─── Okuma Metni ───

Logo

9. Hukuk Dairesi2023/20429 E. 2024/4666 K.

Yapay Zeka Özeti

Uyuşmazlık: 696 sayılı KHK ile sürekli işçi kadrosuna geçen davacının, kadroya geçişle düzenlenen belirsiz süreli iş sözleşmesi ve ücret nakil ilmuhaberindeki asgari ücretin belirli bir oranı fazlası ibaresine göre ücret farkı ve diğer işçilik alacaklarına hak kazanıp kazanmadığı ile asıl davada arabuluculuk şartının gerçekleşip gerçekleşmediği noktasında çıkan uyuşmazlık.

Gerekçe ve Sonuç: Sürekli işçi kadrosuna geçiş sözleşmesinde ücretin her ay asgari ücretin belirli bir oranı üzerinden ödeneceğine ilişkin bir düzenleme bulunmaması ve davacının kadroya geçiş ücretine toplu iş sözleşmesi zamlarının uygulanmış olması, ayrıca asıl davada ücret farkı dışındaki diğer işçilik alacakları yönünden arabuluculuk şartının gerçekleşmemiş olması gözetilerek, istinaf mahkemesi kararının bozulmasına karar verilmiştir.

Karar Metni

"İçtihat Metni"

MAHKEMESİ : İstanbul Bölge Adliye Mahkemesi 51. Hukuk Dairesi

SAYISI : 2023/1306 E., 2023/1322 K.

KARAR : Ek karar kaldırılarak istinaf başvurusunun kabulü ile davanın kısmen kabulü

İLK DERECE MAHKEMESİ : Bakırköy 55. İş Mahkemesi

SAYISI : 2021/559 E., 2023/206 K.

─── Veri Kayıtları ───

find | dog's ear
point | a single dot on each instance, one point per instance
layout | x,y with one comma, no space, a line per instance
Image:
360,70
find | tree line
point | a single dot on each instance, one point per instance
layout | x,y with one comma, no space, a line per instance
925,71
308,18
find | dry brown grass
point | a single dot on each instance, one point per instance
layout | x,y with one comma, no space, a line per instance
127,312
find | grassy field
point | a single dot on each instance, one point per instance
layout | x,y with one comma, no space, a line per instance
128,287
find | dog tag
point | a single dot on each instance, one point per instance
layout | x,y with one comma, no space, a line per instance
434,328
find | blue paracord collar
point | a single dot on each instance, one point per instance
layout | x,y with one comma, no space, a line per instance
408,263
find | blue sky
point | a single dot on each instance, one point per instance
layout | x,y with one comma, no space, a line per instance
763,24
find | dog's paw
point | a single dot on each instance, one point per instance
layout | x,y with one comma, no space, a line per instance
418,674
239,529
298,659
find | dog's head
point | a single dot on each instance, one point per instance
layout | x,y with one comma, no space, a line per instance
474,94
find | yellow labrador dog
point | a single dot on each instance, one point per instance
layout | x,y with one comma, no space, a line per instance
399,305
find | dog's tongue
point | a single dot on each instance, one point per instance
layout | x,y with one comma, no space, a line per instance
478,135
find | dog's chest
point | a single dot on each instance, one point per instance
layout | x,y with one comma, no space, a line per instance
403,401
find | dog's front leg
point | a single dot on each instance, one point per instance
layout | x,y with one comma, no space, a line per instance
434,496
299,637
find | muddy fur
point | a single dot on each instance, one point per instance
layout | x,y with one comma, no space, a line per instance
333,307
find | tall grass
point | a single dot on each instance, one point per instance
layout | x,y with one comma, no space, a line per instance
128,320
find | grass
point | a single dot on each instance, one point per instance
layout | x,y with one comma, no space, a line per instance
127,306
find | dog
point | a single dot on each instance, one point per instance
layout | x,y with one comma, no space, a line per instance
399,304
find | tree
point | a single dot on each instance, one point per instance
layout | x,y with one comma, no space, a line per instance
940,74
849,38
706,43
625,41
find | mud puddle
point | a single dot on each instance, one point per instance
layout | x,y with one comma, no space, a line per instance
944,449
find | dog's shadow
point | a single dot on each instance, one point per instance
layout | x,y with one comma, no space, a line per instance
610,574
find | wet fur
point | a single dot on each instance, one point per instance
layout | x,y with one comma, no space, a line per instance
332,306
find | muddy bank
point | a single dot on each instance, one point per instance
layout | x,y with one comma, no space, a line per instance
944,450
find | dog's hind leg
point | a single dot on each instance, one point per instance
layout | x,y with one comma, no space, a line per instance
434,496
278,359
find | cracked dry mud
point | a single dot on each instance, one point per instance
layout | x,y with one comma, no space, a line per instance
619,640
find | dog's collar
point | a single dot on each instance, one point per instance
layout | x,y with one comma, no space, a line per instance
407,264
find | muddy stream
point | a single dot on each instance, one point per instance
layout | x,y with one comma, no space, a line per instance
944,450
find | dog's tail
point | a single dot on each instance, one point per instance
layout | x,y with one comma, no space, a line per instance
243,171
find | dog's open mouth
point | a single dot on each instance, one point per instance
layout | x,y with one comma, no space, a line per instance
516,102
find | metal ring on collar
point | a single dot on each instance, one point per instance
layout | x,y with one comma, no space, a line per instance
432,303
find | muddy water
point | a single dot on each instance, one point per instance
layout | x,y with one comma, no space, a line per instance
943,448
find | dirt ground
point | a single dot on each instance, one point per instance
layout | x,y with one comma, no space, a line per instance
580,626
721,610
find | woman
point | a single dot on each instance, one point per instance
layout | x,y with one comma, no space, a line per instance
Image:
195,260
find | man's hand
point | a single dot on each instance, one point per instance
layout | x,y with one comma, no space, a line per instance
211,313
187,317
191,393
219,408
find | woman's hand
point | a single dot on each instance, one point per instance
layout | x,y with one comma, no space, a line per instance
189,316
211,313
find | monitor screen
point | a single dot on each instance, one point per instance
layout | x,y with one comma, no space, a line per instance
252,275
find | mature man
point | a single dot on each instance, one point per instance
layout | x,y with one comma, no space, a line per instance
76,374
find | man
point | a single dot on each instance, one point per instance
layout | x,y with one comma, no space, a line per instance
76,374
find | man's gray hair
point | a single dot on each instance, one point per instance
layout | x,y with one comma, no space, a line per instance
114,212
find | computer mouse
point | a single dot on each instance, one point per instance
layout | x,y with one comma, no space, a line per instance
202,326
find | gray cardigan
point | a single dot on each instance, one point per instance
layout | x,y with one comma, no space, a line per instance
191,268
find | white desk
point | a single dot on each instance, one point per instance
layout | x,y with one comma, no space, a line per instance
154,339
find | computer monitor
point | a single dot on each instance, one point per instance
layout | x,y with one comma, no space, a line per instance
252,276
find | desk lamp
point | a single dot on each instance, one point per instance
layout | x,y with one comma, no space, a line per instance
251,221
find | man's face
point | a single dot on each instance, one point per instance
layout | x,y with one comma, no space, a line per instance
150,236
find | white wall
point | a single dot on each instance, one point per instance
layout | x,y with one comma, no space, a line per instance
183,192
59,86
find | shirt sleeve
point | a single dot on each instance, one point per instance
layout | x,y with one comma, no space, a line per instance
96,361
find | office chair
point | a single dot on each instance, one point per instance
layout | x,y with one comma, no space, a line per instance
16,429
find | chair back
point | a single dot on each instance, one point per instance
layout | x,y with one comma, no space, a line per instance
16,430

───

## Görev Talimatları
1) Ücret farkı uyuşmazlığına ilişkin karar metnine göre aşağıdaki soruları yanıtlayın.
(a) Davacı hangi sayılı KHK ile sürekli işçi kadrosuna geçmiştir?
(b) İstinaf incelemesini hangi mahkeme yapmıştır?
(c) İlk derece mahkemesi hangisidir?
2) Ücret farkı uyuşmazlığına ilişkin karar metnini son satırından sonra devam ettirerek yazın.

## Görev Sonuçları
1)
(a) 696 sayılı KHK
(b) İstanbul Bölge Adliye Mahkemesi 51. Hukuk Dairesi
(c) Bakırköy 55. İş Mahkemesi

2)
BİRLEŞEN DAVA

MAHKEMESİ : Bakırköy 40. İş Mahkemesi

SAYISI : 2022/272 E., 2022/444 K.

Taraflar arasındaki alacak davasından dolayı yapılan yargılama sonunda İlk Derece Mahkemesince asıl davanın kısmen kabulüne ve birleşen davanın reddine karar verilmiştir.

Kararın davalı vekili tarafından istinaf edilmesi üzerine İlk Derece Mahkemesinin 20.06.2023 tarihli ek kararı ile davalının istinaf başvurusunun miktardan reddine karar verilmiştir.

Ek kararın davalı vekilince istinaf edilmesi üzerine Bölge Adliye Mahkemesince, ek kararın kaldırılması ile asıl karara yönelik yapılan istinaf başvurusunun kabulü ile İlk Derece Mahkemesi hükmü kaldırılarak yeniden esas hakkında hüküm kurulmak suretiyle asıl davanın kısmen kabulüne karar verilmiştir.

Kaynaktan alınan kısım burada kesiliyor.